→ **WORK TO COMPLETE**
- a) What career batting average does the Mets trade piece give for Mark DeRosa?
- b) In the entries below, reproduce verbatim every line from the one containing "Would you be able to point at the manicured" through the last line of the entries.

Adam Dunn (1B/OF), Washington Nationals - Strictly for power, he would be the most obvious choice, as he has exactly 40 HR a year for the past 5 years. He's already hit a shot at Citi Field that reached the (soon to be named) bridge in right center. He could play 1B until Delgado gets back from the DL then move to one of the corner outfield positions. Also, I don't see Washington demanding too much in return in a trade, possibly a current roster player and a low-level prospect. However, I see 2 problems with bringing Dunn here. First, he strikes out way too much!! He's got 1318 strikeouts in his 8+ year career and isn't even 30 yet. To put things in perspective, Reggie Jackson had 1129 K's through 9 full seasons and ended his career at the age of 41, holding the record for most K's in a career with 2597. Second, he's a defensive liability, whether he's at 1B or in the outfield. This team makes enough mistakes on the field the way it is. I don't want to add a guy that's going to contribute to this issue. Basically, he's a skinnier version of Mo Vaughn.

Nick Johnson (1B), Washington Nationals - Another possible player from the Nats that could help the Mets situation. He doesn't quite have the pop that Dunn has, but he replaces that with the ability to get on base. And when need be, he could knock a few out of the park. He's a smart hitter, bringing to the table just what is needed in every situation. Just like Dunn, he wouldn't demand much from the Nats. Unlike Dunn, he would be a great defensive 1B. The one huge knock on him is that when Delgado gets back, a logjam would be created at 1B, for neither of them can play another position. Another issue is that he is injury prone (I still cringe when I picture him breaking his femur on a slide in short right at Shea a couple of years back). In his 7 year career, he has only reached 500 plate appearances in a season twice. Basically, he's a better option than Dunn, but he'd only be really useful until August.

Victor Martinez (C/1B), Cleveland Indians - After an off year last year, Martinez has shown up again as one of the premier hitters in the league. He's among the league leaders in BA and has the ability to hit 20 HR a season. And he does have the flexibility to switch positions, so he can flip flop between catcher and 1B. Unfortunately, that's where the positives end. First, considering Cleveland considers him as part of their core (Grady Sizemore fits this category too) they would probably demand a lot for him (F-Mart?), too much in my opinion. Second, his defensive abilities aren't that good. Basically, he could be compared to Mike Piazza, just a less bit pop and a less bit glove.

Mark DeRosa (anywhere except P, C and CF), Cleveland Indians - During the offseason, DeRosa was one of the players that I strongly felt would be a great 2B addition to this team (Orlando Hudson was the other, but that's for another posting). Luis Castillo and others have played well enough for me to not go completely nuts on how we missed out. But DeRosa could still be very helpful for the Mets. He could take over at 1B until Delgado gets back, then play in one of the corner outfield spots. He could also play in any of the infield spots when someone would need a day off. Add to that he's a guy with decent pop with a decent career BA (.278), and he could be the perfect fit. My only negative about him isn't even about him! It's a feeling that I have that he might not show that pop at Citi Field. But it's just a feeling. Basically, he could be the best option.

Matt Holliday (OF), Oakland Athletics - Another one of those no-brainers on the surface. He's a +.300-+30-+100 type of guy and plays a good outfield. Here's my 2 big gripes with getting him. First, we'd be getting him from Oakland, which seems to demand a lot more than anyone else does put of a trade. Second, it's Holliday's walk year, so what makes you think he'd be nothing more than a rental player. Basically, unless there's either a sign and trade involved here or a guarantee that he stays past this season, he is someone I would stay away from . . . for now.

Those are the most popular names out there available. There are others (for example, Russell Branyan - poor man's Dunn, Jim Edmonds - free agent) out there. But I don't know if I can handle a third straight season of being so close. The Mets have to do something, hopefully sooner rather than later, before this season is going, going, . . . Gone!

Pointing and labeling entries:
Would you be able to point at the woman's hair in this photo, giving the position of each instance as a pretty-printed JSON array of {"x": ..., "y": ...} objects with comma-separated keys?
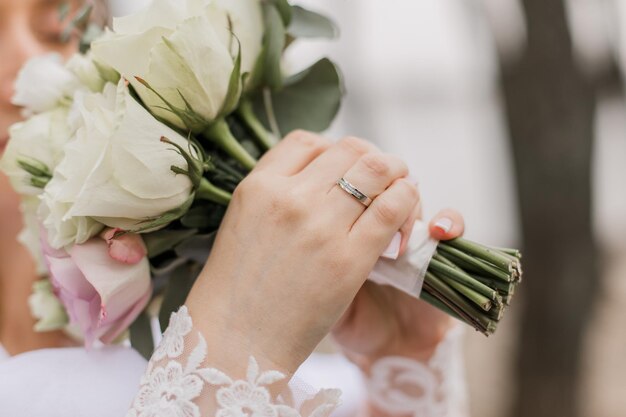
[{"x": 101, "y": 14}]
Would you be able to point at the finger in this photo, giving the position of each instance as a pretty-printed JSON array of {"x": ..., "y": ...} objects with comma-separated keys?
[
  {"x": 372, "y": 174},
  {"x": 447, "y": 224},
  {"x": 407, "y": 227},
  {"x": 293, "y": 153},
  {"x": 331, "y": 165},
  {"x": 386, "y": 215}
]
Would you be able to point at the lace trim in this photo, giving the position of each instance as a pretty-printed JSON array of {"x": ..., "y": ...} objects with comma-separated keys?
[
  {"x": 177, "y": 385},
  {"x": 402, "y": 386}
]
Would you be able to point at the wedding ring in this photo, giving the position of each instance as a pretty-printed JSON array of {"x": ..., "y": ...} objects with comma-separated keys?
[{"x": 354, "y": 192}]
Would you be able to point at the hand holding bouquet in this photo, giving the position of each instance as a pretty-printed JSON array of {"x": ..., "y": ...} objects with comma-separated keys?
[{"x": 133, "y": 150}]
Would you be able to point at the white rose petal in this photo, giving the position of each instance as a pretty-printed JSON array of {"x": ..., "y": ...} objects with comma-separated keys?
[
  {"x": 44, "y": 83},
  {"x": 116, "y": 171},
  {"x": 184, "y": 47},
  {"x": 41, "y": 138}
]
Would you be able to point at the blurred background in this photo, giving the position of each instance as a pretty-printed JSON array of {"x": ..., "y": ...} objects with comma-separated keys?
[{"x": 513, "y": 112}]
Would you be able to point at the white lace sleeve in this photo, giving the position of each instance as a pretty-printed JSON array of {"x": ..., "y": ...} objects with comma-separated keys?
[
  {"x": 398, "y": 386},
  {"x": 178, "y": 383}
]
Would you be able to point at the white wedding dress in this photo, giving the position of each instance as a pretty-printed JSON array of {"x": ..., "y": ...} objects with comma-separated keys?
[{"x": 178, "y": 382}]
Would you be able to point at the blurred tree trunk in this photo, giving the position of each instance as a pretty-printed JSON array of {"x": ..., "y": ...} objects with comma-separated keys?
[{"x": 550, "y": 108}]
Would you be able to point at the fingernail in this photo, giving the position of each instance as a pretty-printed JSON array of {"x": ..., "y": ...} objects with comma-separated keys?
[
  {"x": 444, "y": 224},
  {"x": 393, "y": 250}
]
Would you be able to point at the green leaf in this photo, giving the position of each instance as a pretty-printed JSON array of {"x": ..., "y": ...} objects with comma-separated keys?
[
  {"x": 308, "y": 24},
  {"x": 164, "y": 240},
  {"x": 165, "y": 218},
  {"x": 204, "y": 216},
  {"x": 310, "y": 100},
  {"x": 267, "y": 71},
  {"x": 179, "y": 285},
  {"x": 197, "y": 248},
  {"x": 141, "y": 336},
  {"x": 284, "y": 9}
]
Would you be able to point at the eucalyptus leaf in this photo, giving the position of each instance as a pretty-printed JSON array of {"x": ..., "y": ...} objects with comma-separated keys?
[
  {"x": 179, "y": 286},
  {"x": 267, "y": 70},
  {"x": 197, "y": 248},
  {"x": 164, "y": 240},
  {"x": 166, "y": 267},
  {"x": 141, "y": 336},
  {"x": 309, "y": 100},
  {"x": 308, "y": 24}
]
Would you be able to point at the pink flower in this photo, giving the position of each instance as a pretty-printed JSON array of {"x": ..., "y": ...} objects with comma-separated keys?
[
  {"x": 103, "y": 283},
  {"x": 127, "y": 248}
]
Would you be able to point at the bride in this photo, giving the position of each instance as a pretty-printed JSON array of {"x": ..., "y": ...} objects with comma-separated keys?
[{"x": 289, "y": 266}]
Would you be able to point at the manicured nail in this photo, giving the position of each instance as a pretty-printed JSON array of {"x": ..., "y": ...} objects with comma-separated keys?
[
  {"x": 444, "y": 224},
  {"x": 413, "y": 180},
  {"x": 393, "y": 250}
]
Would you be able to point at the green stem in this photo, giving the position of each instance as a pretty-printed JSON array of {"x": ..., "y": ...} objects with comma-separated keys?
[
  {"x": 475, "y": 263},
  {"x": 504, "y": 287},
  {"x": 457, "y": 303},
  {"x": 210, "y": 192},
  {"x": 433, "y": 301},
  {"x": 490, "y": 255},
  {"x": 478, "y": 299},
  {"x": 219, "y": 133},
  {"x": 462, "y": 277},
  {"x": 246, "y": 113}
]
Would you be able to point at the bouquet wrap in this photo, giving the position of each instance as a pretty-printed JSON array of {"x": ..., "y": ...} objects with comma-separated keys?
[{"x": 407, "y": 272}]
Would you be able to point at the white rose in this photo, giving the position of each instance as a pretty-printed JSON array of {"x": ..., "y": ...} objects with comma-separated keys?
[
  {"x": 84, "y": 68},
  {"x": 184, "y": 50},
  {"x": 43, "y": 84},
  {"x": 40, "y": 138},
  {"x": 46, "y": 308},
  {"x": 116, "y": 171}
]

→ **RESPONSES FOR EACH TASK**
- a) .278

- b)
Would you be able to point at the manicured nail in this photo, giving the position of each instance as a pretty-printed JSON array of {"x": ..., "y": ...} objects with comma-separated keys?
[
  {"x": 444, "y": 224},
  {"x": 413, "y": 180},
  {"x": 393, "y": 250}
]
Would you be able to point at the green stem in this photo, giving the position of each instance as a pretty-printed JSON array of {"x": ..., "y": ...} objects with comma-separated keys?
[
  {"x": 475, "y": 263},
  {"x": 504, "y": 287},
  {"x": 457, "y": 303},
  {"x": 210, "y": 192},
  {"x": 433, "y": 301},
  {"x": 490, "y": 255},
  {"x": 478, "y": 299},
  {"x": 219, "y": 133},
  {"x": 462, "y": 277},
  {"x": 246, "y": 113}
]
Would you be able to point at the bouquet wrap in this photo, giving the position of each instance as a pretty-printed JSON array of {"x": ..., "y": ...} objects with comma-separated keys?
[{"x": 407, "y": 272}]
Would you be able to point at the white rose in this photo, giving the position of each instance as a pretty-printed JSON array of {"x": ..., "y": ...} objects with comma-separated keys?
[
  {"x": 84, "y": 68},
  {"x": 184, "y": 50},
  {"x": 43, "y": 84},
  {"x": 40, "y": 138},
  {"x": 46, "y": 308},
  {"x": 116, "y": 171}
]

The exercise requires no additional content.